EXERCISE DATA:
___
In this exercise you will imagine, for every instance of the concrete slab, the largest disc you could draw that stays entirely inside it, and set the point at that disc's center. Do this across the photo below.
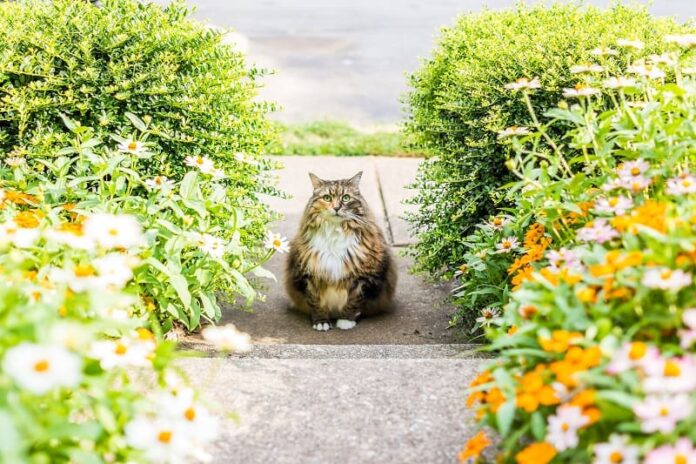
(338, 411)
(394, 174)
(294, 180)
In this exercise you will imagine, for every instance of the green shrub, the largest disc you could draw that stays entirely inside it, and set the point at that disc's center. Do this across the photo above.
(94, 65)
(458, 104)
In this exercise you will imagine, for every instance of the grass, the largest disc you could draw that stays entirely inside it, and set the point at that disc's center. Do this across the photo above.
(340, 139)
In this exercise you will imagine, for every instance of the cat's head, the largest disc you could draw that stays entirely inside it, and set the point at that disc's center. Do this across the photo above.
(337, 199)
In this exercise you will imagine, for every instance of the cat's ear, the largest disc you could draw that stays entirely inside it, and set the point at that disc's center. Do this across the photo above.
(355, 180)
(316, 182)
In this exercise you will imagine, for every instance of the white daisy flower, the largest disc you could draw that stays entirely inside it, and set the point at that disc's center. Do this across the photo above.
(227, 338)
(507, 245)
(660, 413)
(564, 425)
(683, 40)
(42, 368)
(684, 184)
(114, 231)
(11, 233)
(618, 450)
(586, 68)
(122, 352)
(133, 147)
(159, 183)
(580, 90)
(15, 161)
(613, 205)
(513, 131)
(619, 82)
(203, 163)
(666, 279)
(524, 83)
(635, 44)
(276, 242)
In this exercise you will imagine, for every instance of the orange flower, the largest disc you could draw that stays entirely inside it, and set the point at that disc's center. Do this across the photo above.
(560, 340)
(536, 453)
(28, 219)
(474, 446)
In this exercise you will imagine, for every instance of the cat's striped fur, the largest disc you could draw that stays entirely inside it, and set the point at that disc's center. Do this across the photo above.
(339, 265)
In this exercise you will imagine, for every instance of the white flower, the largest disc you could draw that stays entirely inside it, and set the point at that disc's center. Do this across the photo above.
(159, 183)
(684, 184)
(212, 245)
(523, 83)
(666, 279)
(586, 68)
(487, 316)
(133, 147)
(126, 351)
(15, 161)
(498, 222)
(670, 375)
(636, 44)
(649, 71)
(203, 163)
(617, 450)
(563, 427)
(631, 356)
(507, 245)
(114, 231)
(181, 406)
(661, 413)
(684, 40)
(11, 233)
(161, 440)
(619, 82)
(580, 90)
(604, 51)
(276, 242)
(513, 131)
(114, 269)
(613, 205)
(227, 338)
(42, 368)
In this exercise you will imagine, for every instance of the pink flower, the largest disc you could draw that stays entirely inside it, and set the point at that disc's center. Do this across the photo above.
(661, 413)
(597, 231)
(670, 375)
(682, 452)
(613, 205)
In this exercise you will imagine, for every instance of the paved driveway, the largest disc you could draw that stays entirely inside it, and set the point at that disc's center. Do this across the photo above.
(347, 59)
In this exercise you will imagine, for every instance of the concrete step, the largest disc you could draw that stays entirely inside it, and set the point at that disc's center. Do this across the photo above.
(328, 404)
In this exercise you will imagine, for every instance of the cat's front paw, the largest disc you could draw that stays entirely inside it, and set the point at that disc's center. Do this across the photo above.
(321, 326)
(345, 324)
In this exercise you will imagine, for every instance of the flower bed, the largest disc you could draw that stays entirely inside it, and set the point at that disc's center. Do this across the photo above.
(595, 342)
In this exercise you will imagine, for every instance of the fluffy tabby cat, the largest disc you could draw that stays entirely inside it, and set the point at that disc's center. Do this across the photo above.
(339, 265)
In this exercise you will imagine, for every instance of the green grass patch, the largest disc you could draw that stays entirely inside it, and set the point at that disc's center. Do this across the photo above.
(341, 139)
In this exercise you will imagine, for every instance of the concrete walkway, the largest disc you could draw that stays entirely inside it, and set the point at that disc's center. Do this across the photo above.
(389, 391)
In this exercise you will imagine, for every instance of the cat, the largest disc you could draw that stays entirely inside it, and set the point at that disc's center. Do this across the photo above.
(339, 265)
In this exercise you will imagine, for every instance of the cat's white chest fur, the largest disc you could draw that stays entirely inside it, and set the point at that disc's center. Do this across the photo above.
(332, 245)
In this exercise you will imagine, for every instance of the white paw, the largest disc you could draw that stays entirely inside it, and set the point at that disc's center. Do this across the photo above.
(345, 324)
(321, 326)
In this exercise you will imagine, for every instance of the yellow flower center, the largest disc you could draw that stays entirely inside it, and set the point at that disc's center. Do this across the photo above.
(165, 436)
(637, 351)
(120, 349)
(672, 369)
(41, 366)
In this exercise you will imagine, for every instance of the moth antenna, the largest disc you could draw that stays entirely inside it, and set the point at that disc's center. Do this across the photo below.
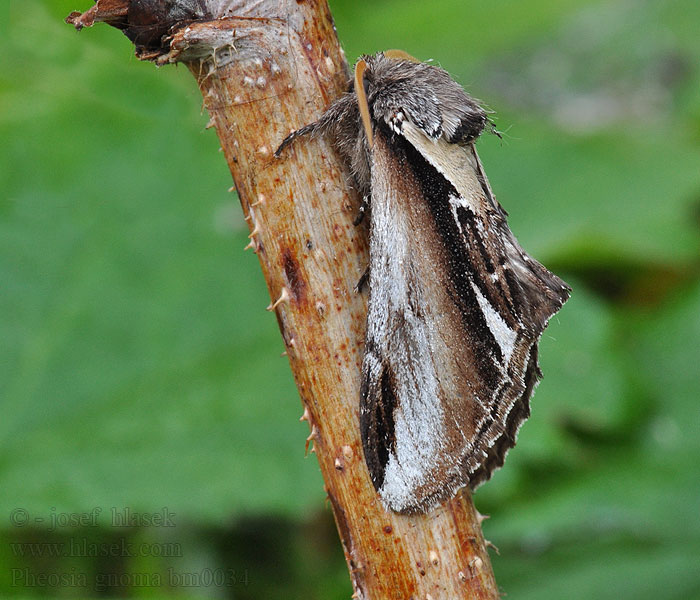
(284, 297)
(362, 104)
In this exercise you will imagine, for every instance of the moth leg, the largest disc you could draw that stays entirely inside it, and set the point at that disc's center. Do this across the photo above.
(362, 211)
(362, 282)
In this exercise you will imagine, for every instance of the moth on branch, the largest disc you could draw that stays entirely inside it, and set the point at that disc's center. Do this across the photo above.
(456, 306)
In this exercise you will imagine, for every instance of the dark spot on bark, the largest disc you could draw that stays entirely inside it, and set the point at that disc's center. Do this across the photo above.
(292, 272)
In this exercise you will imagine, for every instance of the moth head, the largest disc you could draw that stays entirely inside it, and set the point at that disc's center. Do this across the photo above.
(362, 83)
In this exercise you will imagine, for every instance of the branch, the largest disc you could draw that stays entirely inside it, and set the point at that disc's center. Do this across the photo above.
(266, 68)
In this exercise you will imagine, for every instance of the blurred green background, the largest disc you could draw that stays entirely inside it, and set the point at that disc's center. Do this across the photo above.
(140, 372)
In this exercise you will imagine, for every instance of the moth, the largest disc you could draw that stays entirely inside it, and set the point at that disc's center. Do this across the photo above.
(456, 306)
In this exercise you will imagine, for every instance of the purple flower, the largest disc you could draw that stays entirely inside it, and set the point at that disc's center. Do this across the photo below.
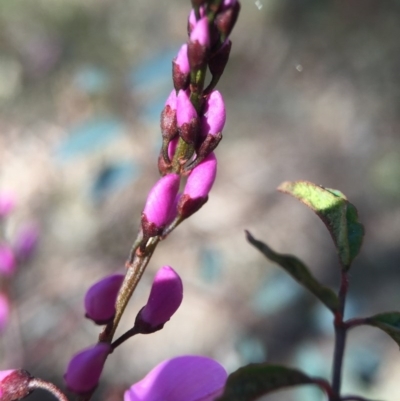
(185, 110)
(7, 260)
(101, 297)
(26, 241)
(181, 69)
(4, 312)
(192, 21)
(164, 300)
(7, 203)
(185, 378)
(198, 186)
(84, 369)
(201, 32)
(187, 118)
(214, 115)
(159, 203)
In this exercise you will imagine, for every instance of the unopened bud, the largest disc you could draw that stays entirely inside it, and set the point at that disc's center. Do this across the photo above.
(164, 300)
(198, 186)
(168, 117)
(199, 44)
(164, 163)
(14, 384)
(8, 263)
(158, 206)
(187, 118)
(214, 114)
(181, 69)
(84, 369)
(220, 58)
(101, 297)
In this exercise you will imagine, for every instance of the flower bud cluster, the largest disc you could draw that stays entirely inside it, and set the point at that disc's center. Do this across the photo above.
(192, 119)
(13, 252)
(191, 126)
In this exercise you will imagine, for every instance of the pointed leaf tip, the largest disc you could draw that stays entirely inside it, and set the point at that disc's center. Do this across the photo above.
(255, 380)
(337, 213)
(298, 270)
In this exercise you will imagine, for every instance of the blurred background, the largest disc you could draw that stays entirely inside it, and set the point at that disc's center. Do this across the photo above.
(312, 92)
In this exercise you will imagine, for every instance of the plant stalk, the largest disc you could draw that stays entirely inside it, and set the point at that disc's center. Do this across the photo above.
(340, 336)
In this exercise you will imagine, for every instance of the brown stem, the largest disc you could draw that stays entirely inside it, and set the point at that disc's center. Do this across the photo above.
(36, 383)
(132, 278)
(130, 333)
(340, 335)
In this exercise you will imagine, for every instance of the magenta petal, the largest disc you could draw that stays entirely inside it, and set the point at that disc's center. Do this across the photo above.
(202, 178)
(201, 32)
(185, 110)
(7, 203)
(182, 60)
(4, 312)
(161, 199)
(7, 260)
(165, 297)
(214, 117)
(171, 100)
(101, 297)
(5, 373)
(185, 378)
(84, 369)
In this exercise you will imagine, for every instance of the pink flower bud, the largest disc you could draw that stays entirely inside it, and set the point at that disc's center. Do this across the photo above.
(4, 312)
(198, 186)
(201, 32)
(168, 117)
(84, 369)
(8, 264)
(14, 384)
(214, 116)
(165, 298)
(187, 119)
(181, 69)
(185, 110)
(192, 21)
(7, 203)
(101, 297)
(158, 206)
(26, 241)
(184, 378)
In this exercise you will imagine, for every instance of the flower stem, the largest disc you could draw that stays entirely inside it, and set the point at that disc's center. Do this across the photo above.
(36, 383)
(340, 335)
(132, 278)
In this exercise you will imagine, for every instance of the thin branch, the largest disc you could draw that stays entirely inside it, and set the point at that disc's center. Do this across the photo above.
(37, 383)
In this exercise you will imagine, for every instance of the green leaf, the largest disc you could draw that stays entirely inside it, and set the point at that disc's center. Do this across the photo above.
(297, 269)
(255, 380)
(389, 322)
(338, 214)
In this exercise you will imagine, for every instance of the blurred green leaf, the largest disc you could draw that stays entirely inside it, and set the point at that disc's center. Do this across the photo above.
(297, 269)
(337, 213)
(389, 322)
(255, 380)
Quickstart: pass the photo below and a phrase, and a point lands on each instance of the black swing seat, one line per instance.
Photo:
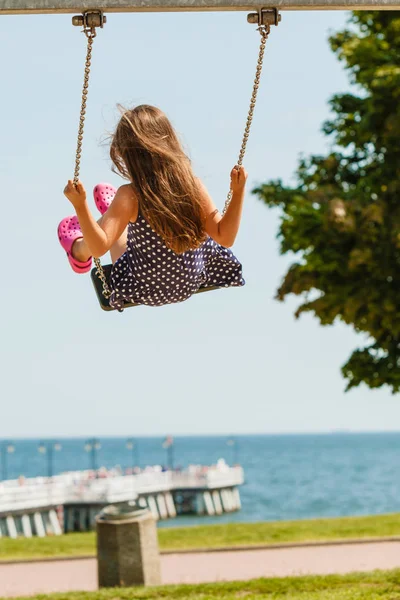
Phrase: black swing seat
(105, 303)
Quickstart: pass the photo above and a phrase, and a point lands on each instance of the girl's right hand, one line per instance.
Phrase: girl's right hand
(238, 179)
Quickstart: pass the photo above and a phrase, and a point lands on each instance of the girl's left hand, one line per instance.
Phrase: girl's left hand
(76, 195)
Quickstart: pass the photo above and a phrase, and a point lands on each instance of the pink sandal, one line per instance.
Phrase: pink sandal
(103, 195)
(68, 231)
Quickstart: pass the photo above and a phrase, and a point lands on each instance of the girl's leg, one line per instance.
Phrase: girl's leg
(80, 251)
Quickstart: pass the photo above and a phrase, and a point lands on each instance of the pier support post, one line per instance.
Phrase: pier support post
(217, 502)
(54, 522)
(12, 530)
(26, 526)
(127, 547)
(39, 526)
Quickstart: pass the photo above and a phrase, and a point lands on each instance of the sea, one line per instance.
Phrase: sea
(287, 476)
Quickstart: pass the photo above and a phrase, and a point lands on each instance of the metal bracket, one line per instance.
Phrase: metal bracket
(90, 20)
(265, 16)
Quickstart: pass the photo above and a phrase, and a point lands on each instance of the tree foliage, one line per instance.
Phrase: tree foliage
(342, 220)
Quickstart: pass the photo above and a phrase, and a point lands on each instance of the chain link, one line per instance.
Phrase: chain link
(90, 33)
(264, 32)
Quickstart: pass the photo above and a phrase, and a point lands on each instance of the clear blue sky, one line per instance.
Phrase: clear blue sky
(228, 361)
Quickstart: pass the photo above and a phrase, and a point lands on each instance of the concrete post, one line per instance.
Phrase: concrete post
(127, 547)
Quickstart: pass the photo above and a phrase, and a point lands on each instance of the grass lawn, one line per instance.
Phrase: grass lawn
(214, 536)
(370, 586)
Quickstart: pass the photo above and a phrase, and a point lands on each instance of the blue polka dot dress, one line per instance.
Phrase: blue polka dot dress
(150, 273)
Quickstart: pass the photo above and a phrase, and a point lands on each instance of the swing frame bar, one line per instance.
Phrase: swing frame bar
(17, 7)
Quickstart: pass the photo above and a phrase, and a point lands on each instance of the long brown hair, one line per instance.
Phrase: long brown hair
(146, 150)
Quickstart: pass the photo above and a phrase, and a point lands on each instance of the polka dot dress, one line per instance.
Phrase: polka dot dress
(150, 273)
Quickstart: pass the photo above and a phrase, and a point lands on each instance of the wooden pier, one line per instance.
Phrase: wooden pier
(71, 501)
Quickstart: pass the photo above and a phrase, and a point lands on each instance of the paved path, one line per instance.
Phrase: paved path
(23, 579)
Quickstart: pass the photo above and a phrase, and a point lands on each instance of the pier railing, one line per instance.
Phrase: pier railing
(82, 487)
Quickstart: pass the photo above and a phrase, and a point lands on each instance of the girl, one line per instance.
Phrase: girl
(165, 236)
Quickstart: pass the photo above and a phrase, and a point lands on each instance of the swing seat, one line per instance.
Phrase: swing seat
(105, 303)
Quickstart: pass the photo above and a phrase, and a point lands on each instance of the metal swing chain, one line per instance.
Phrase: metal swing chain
(264, 32)
(90, 33)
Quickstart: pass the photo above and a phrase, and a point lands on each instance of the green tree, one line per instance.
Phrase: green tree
(342, 220)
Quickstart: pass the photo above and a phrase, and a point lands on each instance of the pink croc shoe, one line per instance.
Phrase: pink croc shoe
(68, 231)
(103, 196)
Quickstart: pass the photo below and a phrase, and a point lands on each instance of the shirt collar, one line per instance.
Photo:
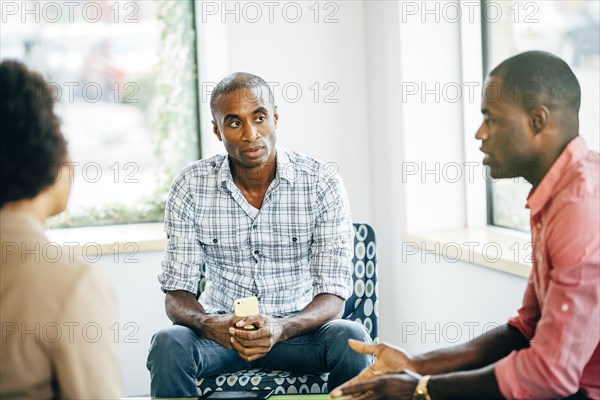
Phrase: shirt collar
___
WHAT YOU SHOULD DO: Every line holding the word "collar" should be copied out of the material.

SOLUTION TO THE PROBLEM:
Quickstart: pass the photo below and a phrase, and a point lands on each instance of the shirt collar, one line per instance.
Phrase: shirt collar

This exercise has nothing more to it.